Where the records hold the string "below", show the whole line it sits on.
▶
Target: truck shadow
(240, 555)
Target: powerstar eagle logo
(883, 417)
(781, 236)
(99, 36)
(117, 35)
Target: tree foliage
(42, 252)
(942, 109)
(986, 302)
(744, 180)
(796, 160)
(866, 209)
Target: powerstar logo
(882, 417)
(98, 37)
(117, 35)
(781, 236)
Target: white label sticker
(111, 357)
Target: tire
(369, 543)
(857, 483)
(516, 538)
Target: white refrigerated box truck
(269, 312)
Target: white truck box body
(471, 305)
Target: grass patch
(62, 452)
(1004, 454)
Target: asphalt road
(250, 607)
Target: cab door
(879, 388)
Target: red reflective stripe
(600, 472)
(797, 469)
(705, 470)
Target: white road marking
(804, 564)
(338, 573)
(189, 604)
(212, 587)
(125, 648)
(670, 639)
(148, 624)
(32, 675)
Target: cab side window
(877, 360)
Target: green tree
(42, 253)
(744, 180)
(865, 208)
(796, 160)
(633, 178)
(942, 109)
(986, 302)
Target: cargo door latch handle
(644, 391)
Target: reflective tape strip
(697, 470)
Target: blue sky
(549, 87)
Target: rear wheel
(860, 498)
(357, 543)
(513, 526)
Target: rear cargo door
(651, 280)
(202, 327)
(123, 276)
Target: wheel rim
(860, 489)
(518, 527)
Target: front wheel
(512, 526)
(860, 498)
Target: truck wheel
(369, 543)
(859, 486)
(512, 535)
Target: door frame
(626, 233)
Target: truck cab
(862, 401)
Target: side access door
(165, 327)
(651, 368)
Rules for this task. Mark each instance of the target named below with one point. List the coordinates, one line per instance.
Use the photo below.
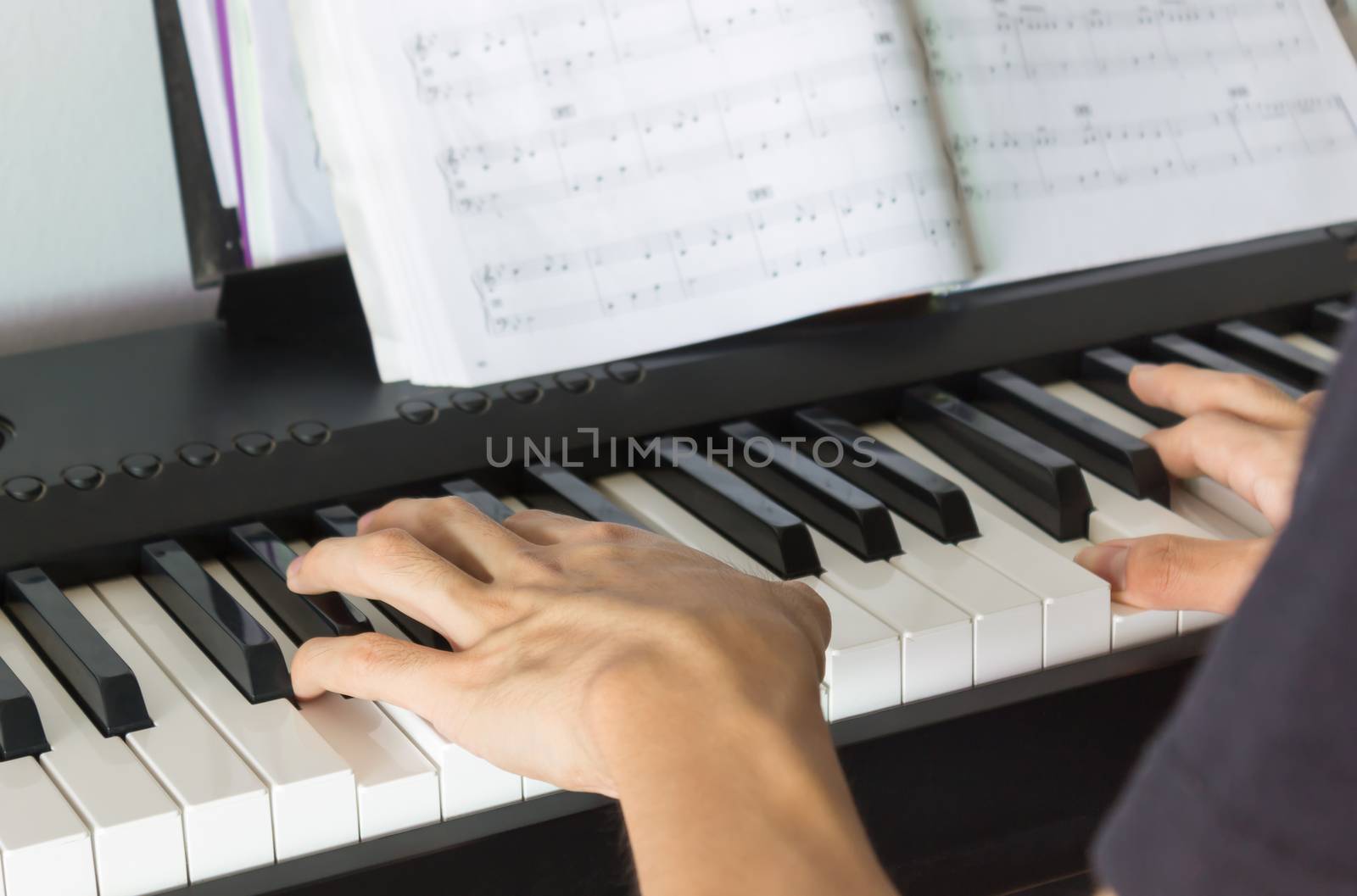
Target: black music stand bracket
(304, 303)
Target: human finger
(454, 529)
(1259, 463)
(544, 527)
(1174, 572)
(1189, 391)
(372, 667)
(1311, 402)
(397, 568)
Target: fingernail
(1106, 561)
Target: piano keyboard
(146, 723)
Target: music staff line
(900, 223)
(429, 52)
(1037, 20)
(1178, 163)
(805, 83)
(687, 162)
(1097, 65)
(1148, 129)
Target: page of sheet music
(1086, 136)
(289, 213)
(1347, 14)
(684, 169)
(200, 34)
◀
| Task output |
Rules for this task. Mark each instance of the target named below with one point. List the coordinates, one line per instance.
Use the photo below.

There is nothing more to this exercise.